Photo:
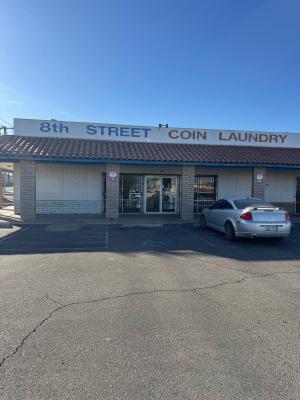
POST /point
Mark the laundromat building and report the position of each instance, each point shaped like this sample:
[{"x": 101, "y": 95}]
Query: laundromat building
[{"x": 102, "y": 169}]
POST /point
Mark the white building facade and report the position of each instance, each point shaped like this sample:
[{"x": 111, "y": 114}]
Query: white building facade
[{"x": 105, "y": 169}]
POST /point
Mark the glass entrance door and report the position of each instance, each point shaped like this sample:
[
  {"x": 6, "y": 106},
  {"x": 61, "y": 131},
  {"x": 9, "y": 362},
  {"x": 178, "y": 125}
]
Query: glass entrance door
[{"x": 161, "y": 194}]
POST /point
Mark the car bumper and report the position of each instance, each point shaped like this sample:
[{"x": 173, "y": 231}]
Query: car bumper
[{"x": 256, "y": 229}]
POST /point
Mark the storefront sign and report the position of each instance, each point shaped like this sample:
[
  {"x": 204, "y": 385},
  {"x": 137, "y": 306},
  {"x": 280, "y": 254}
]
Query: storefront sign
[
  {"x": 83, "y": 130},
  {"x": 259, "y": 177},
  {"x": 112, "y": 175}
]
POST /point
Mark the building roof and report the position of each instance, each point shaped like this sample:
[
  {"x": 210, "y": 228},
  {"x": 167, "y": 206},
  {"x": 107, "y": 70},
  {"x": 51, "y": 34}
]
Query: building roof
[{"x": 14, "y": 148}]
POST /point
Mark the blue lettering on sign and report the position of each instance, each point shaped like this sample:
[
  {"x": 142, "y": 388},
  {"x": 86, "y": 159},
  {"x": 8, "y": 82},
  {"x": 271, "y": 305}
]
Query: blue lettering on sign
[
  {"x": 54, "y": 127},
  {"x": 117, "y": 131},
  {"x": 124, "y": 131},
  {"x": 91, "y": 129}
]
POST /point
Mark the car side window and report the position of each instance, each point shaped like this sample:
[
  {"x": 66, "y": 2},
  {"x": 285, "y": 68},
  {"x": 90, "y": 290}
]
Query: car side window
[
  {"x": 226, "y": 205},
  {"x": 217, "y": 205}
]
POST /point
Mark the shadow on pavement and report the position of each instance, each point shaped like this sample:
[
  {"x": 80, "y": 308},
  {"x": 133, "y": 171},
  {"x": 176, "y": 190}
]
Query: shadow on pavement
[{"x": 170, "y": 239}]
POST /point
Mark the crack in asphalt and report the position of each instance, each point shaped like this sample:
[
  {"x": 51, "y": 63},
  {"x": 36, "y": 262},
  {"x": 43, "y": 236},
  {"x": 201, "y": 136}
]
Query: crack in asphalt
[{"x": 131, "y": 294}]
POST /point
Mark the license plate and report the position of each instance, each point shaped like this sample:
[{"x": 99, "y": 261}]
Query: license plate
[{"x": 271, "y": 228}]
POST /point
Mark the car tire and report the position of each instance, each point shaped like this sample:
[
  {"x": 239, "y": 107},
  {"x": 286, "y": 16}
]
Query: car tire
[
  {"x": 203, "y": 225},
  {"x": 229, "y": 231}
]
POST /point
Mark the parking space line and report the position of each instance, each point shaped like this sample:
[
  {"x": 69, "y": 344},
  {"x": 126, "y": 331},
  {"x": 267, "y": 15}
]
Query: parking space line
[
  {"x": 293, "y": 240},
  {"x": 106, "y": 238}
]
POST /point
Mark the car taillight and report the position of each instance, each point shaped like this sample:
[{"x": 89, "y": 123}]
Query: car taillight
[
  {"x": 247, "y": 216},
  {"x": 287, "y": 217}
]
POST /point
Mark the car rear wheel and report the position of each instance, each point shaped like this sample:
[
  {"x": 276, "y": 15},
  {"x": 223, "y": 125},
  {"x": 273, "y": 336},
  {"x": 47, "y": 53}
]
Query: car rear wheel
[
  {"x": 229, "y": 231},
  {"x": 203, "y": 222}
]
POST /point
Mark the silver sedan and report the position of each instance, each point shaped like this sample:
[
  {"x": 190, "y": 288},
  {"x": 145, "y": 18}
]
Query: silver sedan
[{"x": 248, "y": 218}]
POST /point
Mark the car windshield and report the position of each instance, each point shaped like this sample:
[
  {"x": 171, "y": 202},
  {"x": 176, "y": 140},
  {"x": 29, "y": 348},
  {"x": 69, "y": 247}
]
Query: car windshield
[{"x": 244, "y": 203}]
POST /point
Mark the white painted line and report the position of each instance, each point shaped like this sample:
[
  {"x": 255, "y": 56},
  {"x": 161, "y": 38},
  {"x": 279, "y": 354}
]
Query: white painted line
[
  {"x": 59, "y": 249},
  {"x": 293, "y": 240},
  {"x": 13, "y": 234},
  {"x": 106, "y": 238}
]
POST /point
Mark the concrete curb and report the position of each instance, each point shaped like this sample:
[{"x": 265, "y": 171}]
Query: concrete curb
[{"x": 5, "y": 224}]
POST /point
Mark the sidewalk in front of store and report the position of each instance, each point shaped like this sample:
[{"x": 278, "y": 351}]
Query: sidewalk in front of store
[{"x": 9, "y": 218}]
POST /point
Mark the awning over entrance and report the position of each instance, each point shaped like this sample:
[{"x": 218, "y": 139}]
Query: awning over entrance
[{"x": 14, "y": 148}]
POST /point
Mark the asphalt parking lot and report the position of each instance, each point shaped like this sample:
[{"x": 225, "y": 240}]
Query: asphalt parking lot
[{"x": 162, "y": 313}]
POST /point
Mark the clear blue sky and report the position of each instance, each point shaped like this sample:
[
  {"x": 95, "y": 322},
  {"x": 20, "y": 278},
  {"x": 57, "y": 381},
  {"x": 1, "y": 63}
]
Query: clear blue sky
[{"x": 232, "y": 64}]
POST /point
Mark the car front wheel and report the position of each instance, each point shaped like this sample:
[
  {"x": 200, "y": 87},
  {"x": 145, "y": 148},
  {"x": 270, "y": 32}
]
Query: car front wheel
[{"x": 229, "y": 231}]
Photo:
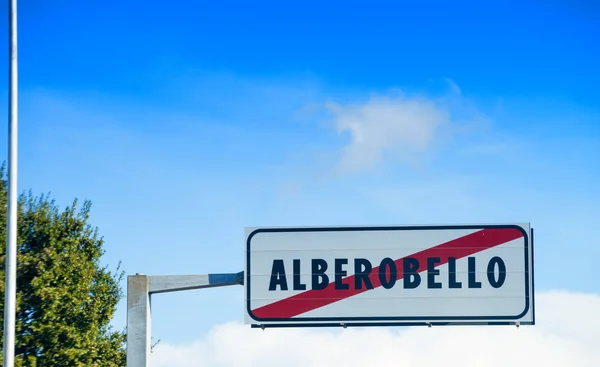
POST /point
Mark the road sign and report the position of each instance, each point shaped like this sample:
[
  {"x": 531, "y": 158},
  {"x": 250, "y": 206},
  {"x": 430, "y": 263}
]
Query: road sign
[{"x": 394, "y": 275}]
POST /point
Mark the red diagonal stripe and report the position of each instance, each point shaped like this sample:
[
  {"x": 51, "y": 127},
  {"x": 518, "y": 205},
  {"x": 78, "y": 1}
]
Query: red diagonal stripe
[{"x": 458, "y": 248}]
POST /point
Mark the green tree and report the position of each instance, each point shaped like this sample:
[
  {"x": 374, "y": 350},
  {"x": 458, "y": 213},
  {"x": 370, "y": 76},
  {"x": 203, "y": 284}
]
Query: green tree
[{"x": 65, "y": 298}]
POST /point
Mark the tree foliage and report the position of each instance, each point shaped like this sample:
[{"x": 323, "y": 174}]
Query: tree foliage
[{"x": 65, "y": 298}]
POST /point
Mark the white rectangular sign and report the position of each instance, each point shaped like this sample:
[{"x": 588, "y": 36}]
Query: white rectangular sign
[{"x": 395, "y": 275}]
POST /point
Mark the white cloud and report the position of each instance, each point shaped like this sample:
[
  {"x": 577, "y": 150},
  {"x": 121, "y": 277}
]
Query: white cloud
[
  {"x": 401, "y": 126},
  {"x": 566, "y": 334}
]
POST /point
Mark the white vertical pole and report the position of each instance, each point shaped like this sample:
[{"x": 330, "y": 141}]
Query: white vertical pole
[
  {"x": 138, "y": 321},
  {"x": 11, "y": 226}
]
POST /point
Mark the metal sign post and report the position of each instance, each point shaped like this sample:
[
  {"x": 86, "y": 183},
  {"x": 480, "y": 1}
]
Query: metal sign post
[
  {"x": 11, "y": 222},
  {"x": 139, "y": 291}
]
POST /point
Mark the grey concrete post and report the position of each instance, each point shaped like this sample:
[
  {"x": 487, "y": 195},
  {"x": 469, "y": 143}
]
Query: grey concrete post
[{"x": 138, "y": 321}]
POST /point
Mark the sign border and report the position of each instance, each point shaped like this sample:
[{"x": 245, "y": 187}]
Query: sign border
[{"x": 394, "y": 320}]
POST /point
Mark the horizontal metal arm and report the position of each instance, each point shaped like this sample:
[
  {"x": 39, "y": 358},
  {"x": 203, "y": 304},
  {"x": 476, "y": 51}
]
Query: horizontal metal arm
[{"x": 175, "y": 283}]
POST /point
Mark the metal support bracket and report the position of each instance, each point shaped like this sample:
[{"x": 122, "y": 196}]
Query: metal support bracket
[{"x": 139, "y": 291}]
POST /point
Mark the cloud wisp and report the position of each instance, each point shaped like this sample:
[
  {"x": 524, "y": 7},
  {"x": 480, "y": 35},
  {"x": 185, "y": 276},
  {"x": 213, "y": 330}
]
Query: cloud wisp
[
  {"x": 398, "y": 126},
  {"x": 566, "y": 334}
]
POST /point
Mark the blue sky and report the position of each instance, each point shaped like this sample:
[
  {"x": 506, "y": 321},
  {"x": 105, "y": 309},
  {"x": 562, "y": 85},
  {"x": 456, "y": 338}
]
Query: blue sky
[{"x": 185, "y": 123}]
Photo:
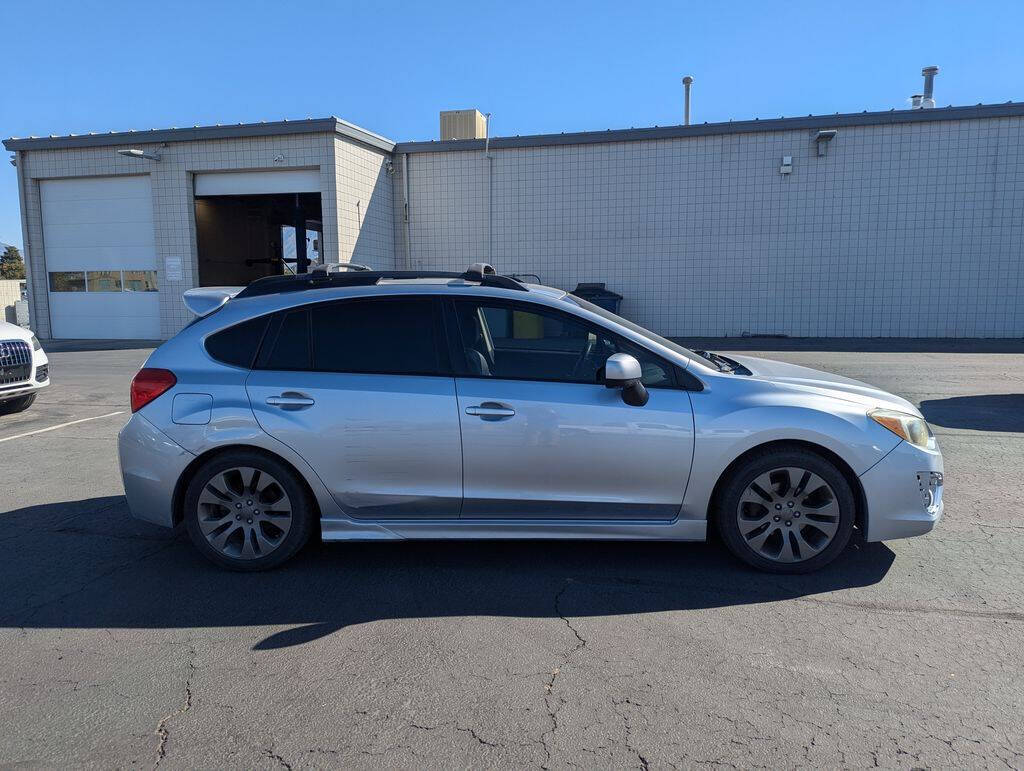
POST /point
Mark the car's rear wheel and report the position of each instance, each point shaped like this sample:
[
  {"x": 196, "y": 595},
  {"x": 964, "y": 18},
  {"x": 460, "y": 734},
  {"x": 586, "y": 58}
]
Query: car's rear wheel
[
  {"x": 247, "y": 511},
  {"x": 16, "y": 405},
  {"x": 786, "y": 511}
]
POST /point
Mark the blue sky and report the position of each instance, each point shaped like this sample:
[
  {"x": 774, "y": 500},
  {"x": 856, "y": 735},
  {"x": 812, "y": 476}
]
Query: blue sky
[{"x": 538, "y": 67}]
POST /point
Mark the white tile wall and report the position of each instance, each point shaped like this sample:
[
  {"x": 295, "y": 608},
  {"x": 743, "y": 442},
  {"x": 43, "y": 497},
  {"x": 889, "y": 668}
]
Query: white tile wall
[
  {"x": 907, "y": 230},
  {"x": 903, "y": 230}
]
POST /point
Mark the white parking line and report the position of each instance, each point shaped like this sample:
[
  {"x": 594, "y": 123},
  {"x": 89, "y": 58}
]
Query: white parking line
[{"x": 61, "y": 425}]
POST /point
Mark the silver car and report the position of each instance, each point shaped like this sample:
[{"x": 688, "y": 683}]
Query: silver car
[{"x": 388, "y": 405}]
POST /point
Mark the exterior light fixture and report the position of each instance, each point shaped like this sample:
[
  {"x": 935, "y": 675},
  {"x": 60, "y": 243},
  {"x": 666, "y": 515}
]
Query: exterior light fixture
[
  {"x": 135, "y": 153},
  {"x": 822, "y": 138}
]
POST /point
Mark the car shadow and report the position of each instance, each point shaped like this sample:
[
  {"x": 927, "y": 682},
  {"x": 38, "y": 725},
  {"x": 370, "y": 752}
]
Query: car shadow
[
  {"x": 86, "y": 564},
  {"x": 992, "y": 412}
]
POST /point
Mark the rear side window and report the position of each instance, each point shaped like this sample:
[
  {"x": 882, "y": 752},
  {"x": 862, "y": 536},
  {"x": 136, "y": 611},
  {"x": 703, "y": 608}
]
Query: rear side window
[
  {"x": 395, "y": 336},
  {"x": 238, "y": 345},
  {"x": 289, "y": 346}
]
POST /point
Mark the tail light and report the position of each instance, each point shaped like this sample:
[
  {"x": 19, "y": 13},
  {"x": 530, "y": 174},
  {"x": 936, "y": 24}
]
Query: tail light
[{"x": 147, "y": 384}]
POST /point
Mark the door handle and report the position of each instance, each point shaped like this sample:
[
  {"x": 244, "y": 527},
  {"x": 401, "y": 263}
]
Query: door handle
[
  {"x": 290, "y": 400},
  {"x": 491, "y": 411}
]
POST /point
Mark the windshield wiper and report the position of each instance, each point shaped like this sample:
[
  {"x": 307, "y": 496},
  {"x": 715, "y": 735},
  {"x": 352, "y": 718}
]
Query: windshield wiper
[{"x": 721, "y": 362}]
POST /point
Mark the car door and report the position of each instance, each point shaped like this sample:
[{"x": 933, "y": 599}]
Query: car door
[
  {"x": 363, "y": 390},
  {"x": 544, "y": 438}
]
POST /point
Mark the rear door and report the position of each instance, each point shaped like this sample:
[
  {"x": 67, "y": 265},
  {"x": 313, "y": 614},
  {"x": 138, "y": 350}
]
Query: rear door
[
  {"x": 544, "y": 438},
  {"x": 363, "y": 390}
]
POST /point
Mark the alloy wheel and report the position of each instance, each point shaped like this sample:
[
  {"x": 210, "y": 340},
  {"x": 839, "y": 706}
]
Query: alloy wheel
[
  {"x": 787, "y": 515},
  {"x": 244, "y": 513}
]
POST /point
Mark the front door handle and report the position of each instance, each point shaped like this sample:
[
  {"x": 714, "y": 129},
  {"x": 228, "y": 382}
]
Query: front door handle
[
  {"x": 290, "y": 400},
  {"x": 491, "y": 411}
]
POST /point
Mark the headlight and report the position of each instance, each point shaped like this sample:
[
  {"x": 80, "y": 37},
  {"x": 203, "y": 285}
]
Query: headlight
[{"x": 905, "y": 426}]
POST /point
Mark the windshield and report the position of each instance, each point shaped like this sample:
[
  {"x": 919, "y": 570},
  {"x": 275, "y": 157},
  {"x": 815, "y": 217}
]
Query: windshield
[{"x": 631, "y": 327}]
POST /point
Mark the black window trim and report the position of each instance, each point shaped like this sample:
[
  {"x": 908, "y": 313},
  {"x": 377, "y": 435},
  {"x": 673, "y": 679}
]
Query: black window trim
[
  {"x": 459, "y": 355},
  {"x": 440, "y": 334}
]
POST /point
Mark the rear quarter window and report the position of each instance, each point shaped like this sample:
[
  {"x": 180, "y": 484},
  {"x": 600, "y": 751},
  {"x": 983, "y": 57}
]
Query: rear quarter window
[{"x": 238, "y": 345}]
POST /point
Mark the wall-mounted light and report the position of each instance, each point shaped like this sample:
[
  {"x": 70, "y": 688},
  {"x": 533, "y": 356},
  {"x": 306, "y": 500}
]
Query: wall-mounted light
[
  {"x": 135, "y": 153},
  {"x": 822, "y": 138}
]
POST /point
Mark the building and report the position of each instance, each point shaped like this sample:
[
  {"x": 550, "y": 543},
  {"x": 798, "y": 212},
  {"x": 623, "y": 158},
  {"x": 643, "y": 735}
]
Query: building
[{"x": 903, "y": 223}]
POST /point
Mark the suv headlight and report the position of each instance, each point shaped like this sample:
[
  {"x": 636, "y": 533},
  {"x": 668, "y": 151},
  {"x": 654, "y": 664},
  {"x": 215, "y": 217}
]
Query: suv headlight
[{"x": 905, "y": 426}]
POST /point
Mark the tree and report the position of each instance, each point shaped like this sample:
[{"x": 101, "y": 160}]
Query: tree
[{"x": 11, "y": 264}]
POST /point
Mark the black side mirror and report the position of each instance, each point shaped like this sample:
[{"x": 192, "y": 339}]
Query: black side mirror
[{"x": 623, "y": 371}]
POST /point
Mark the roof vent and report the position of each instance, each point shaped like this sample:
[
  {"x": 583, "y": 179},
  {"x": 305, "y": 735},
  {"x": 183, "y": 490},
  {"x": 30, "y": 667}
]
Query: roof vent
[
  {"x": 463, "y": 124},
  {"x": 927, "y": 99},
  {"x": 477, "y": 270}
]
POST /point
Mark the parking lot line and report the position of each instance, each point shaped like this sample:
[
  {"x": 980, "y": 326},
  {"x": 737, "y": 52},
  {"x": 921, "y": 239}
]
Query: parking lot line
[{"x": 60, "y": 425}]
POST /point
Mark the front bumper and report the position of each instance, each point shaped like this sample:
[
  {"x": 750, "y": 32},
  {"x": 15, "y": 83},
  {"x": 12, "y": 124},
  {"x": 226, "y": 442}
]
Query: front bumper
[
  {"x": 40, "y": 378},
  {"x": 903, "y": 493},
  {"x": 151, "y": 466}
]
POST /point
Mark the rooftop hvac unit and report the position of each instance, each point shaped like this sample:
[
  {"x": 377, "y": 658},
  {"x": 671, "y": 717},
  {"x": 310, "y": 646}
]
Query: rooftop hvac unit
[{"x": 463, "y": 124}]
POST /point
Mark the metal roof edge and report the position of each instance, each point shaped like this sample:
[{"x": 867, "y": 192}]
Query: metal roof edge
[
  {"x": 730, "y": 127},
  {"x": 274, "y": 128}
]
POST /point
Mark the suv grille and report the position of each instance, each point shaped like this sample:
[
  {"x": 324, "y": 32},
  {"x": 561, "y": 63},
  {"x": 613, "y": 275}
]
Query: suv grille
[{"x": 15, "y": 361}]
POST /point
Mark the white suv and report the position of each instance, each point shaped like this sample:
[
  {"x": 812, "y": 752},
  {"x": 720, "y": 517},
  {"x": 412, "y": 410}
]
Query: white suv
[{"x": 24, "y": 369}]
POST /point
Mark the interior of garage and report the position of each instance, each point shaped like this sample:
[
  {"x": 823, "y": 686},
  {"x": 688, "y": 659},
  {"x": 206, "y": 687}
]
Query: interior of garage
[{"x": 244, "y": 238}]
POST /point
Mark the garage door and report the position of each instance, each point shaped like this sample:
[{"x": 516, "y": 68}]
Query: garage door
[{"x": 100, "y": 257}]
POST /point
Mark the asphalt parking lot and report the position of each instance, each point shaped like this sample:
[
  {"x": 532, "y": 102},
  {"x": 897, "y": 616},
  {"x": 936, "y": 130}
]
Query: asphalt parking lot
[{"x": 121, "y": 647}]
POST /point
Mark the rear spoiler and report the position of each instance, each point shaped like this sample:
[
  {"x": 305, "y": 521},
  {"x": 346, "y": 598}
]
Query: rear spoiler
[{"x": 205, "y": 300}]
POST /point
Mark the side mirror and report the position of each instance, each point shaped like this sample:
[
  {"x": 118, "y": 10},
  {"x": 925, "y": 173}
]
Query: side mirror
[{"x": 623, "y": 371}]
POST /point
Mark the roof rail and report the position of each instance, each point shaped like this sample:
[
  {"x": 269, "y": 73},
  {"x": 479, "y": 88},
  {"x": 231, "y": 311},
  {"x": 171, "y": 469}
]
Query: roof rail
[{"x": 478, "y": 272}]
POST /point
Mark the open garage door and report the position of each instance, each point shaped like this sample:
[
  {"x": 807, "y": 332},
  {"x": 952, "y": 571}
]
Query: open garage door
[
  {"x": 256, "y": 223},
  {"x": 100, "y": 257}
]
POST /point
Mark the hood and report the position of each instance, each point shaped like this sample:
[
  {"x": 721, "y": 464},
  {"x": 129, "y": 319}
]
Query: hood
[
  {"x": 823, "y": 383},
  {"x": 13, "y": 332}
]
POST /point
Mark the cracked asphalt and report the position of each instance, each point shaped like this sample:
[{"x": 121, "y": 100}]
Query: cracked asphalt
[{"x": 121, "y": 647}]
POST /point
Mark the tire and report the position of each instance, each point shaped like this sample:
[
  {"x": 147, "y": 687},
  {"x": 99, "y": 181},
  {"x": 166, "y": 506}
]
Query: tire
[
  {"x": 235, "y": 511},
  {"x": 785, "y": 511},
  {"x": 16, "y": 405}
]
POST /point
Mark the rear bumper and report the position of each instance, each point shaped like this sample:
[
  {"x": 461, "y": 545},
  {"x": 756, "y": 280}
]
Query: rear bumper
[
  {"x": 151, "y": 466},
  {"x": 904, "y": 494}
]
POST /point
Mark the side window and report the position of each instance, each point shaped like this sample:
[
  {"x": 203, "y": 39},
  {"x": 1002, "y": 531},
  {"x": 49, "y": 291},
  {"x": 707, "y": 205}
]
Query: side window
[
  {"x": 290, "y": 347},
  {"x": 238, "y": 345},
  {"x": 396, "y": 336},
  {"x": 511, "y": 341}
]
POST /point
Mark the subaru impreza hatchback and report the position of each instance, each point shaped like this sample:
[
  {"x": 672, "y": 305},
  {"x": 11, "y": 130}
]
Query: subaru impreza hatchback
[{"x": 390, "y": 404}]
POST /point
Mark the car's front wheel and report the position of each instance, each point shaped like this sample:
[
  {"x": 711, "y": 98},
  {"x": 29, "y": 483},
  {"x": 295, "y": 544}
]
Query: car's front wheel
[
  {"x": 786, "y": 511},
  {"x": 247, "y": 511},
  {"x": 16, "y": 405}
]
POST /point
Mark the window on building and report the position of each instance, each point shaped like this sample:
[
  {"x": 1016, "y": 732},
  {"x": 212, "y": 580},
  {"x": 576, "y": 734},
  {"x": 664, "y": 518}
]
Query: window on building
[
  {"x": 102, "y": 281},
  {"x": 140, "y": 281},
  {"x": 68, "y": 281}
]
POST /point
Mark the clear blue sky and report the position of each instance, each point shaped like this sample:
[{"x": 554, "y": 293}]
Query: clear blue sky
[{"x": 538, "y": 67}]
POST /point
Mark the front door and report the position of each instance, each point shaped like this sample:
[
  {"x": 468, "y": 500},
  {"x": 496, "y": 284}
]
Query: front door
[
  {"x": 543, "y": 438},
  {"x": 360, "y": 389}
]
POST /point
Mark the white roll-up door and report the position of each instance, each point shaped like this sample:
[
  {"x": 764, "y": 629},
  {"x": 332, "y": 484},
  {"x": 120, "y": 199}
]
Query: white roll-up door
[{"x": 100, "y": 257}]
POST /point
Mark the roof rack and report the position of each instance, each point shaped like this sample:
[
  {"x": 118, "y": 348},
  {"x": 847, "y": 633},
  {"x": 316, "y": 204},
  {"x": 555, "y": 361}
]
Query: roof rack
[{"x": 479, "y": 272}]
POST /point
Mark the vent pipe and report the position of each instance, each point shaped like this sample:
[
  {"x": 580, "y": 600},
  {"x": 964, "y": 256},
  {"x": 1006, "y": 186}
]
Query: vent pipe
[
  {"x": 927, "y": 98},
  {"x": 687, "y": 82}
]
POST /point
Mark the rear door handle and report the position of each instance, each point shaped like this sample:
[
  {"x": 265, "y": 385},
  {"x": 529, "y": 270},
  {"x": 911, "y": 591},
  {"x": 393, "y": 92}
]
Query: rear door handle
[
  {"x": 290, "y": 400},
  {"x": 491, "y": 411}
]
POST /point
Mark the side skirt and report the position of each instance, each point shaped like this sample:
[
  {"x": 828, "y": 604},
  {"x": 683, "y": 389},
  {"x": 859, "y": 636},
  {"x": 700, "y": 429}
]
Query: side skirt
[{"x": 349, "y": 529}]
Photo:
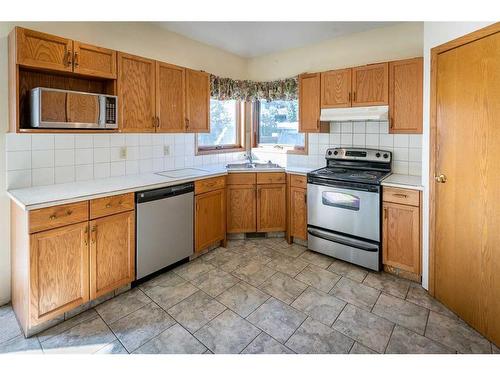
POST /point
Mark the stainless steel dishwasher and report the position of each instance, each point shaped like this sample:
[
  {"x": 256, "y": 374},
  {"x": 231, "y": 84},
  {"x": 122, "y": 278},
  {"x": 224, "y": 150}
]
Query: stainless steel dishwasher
....
DIRECTIVE
Please gather each line above that contains the string "pavement". Case counts.

FINISHED ANSWER
Mark the shadow on pavement and report the position of each instance, each point shaped like this sample:
Query: shadow on pavement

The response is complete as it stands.